### Records for the exercise
────────────────────────────────────────
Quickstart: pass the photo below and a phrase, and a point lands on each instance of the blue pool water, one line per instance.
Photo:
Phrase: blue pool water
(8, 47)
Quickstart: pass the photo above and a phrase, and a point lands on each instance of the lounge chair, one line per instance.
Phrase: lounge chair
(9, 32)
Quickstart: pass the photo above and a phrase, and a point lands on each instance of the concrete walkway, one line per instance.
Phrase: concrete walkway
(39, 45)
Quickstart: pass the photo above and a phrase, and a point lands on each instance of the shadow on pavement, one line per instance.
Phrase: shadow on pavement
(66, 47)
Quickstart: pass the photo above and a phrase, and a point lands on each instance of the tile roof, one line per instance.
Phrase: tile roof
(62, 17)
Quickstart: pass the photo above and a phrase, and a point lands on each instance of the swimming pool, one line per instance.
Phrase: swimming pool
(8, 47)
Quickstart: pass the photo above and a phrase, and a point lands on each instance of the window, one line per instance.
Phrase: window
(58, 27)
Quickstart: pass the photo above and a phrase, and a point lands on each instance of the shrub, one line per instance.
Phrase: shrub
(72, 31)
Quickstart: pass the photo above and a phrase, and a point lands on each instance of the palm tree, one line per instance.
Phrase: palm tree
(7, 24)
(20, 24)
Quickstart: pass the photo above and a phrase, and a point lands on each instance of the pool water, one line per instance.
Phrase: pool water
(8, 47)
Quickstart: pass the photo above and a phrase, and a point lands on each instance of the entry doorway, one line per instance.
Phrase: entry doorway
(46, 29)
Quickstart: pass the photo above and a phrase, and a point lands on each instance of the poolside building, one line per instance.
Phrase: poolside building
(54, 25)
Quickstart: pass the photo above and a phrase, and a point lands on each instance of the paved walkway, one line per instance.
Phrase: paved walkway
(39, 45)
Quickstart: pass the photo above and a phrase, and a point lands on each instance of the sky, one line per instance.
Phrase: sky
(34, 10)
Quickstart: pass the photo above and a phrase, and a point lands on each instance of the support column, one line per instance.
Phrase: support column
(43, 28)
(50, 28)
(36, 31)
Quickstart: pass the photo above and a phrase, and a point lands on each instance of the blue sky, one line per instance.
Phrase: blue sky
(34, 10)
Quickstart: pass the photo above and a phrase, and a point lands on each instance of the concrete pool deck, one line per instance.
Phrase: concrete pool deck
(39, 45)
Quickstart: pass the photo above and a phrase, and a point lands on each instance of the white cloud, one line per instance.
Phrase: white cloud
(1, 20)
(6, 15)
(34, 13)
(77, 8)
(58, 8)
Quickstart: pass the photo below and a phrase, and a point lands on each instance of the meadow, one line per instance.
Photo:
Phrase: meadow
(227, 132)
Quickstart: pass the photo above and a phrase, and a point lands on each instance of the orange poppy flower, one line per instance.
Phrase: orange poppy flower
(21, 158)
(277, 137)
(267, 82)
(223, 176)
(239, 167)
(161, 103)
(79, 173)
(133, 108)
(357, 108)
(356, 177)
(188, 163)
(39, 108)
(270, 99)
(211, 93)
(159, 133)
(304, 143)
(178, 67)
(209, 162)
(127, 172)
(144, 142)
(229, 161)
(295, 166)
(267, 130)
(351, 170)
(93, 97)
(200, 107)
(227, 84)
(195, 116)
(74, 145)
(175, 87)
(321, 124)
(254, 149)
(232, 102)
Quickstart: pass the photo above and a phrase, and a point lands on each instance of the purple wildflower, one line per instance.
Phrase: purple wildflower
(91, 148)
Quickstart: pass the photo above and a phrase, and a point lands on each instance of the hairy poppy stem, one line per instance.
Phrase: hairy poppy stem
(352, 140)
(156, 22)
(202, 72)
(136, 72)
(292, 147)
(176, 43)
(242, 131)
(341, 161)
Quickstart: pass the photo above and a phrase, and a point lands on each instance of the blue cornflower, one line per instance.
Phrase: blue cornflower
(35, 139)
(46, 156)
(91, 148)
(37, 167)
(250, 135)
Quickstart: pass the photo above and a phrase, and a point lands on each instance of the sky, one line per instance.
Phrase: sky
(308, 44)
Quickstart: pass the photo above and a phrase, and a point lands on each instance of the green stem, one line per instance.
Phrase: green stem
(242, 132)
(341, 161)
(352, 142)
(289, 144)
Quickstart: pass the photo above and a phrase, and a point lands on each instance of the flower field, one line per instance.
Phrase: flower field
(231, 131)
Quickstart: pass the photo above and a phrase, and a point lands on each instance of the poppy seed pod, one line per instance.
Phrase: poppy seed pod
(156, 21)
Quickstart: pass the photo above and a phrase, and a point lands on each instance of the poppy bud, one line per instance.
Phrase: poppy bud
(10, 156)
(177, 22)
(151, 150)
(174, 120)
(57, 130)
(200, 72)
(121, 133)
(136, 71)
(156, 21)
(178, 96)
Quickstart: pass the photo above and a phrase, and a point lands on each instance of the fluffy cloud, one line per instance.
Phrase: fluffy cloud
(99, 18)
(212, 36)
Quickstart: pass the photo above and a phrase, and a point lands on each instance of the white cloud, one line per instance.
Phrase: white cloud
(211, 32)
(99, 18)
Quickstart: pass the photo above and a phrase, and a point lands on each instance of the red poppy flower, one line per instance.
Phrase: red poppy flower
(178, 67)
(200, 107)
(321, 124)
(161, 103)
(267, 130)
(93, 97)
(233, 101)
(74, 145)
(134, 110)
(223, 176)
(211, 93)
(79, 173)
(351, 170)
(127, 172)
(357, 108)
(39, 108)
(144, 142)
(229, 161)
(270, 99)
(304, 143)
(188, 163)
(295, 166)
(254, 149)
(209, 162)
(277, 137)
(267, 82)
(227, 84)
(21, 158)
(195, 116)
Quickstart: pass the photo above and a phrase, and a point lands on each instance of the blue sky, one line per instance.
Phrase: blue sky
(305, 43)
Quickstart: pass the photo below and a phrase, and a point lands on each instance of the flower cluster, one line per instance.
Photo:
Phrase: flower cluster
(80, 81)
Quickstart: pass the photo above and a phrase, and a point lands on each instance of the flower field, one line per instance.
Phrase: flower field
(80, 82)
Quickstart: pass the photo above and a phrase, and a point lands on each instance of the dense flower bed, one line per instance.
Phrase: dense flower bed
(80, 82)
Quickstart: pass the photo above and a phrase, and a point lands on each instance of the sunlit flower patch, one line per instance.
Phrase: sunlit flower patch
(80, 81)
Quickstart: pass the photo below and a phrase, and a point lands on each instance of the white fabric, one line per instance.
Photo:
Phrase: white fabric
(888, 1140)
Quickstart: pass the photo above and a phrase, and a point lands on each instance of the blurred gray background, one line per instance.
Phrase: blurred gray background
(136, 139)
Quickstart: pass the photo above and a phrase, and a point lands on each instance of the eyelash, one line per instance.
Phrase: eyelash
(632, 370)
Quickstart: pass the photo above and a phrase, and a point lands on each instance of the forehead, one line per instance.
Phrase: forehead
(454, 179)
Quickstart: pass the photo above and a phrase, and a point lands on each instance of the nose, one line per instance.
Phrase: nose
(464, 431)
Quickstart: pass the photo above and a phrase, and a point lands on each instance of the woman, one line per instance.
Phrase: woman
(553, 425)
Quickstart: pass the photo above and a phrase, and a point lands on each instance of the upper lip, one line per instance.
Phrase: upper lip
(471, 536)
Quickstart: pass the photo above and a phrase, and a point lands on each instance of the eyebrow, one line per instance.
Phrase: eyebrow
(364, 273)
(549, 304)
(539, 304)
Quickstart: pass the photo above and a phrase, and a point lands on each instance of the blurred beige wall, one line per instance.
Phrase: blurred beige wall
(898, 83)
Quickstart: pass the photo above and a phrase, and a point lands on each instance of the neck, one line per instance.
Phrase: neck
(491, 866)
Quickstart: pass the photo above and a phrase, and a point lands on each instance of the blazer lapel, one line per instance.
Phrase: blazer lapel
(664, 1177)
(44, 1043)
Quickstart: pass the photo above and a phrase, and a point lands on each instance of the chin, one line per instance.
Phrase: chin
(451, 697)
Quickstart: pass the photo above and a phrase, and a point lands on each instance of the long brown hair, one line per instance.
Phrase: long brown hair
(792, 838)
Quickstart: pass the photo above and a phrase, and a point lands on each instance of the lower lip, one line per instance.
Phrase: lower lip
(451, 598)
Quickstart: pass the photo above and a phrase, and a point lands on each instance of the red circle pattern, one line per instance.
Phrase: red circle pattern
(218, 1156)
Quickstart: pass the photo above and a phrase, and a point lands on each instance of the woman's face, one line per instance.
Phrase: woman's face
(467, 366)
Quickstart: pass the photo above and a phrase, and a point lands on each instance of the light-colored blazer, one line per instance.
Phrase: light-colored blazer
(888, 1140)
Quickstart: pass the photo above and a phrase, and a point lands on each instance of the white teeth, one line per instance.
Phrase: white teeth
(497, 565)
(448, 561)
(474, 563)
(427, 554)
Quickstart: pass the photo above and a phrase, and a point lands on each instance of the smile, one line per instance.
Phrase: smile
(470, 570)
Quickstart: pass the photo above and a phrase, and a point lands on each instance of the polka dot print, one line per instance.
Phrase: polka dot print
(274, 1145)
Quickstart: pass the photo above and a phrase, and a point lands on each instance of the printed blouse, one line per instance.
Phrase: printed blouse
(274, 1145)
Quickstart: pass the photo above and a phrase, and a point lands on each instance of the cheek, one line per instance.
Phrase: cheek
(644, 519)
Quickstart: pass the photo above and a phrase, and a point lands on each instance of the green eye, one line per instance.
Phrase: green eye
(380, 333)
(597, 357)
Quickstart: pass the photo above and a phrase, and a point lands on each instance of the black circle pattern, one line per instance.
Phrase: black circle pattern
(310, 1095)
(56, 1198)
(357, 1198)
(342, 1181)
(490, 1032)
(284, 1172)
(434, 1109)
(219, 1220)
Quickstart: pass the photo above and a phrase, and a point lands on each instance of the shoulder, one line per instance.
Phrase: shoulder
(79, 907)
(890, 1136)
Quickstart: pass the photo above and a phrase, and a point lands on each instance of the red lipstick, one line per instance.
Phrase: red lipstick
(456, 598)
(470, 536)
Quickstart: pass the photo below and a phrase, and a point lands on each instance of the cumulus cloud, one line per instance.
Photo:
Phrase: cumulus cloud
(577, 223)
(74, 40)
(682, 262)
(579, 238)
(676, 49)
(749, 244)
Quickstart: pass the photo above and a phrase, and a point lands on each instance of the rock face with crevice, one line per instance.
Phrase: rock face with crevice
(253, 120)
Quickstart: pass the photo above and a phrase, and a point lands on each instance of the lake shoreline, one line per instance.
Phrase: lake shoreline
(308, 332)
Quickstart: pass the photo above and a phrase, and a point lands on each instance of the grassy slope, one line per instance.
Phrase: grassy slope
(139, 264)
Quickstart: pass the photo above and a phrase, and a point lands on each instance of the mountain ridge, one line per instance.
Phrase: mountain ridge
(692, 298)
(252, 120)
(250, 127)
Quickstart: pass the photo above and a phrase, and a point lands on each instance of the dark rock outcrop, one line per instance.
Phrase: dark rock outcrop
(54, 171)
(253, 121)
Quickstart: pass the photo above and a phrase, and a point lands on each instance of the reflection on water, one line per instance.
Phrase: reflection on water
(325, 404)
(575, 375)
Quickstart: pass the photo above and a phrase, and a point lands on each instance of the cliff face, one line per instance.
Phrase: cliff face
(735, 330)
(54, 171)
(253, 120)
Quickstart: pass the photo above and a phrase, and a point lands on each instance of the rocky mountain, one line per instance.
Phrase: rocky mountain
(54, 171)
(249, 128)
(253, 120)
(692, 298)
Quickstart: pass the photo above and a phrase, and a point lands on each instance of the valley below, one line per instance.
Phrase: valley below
────────────────────────────────────────
### Problem details
Convert the lines of the records into a JSON list of strings, one string per line with blank lines omitted, starting at the line that contains "below, one line per instance." and ending at the last line of the records.

### Result of the task
[
  "Quickstart: pass the photo above and a phrase, and a point lands on each instance of the valley below, one line per instance.",
  "Phrase: valley below"
]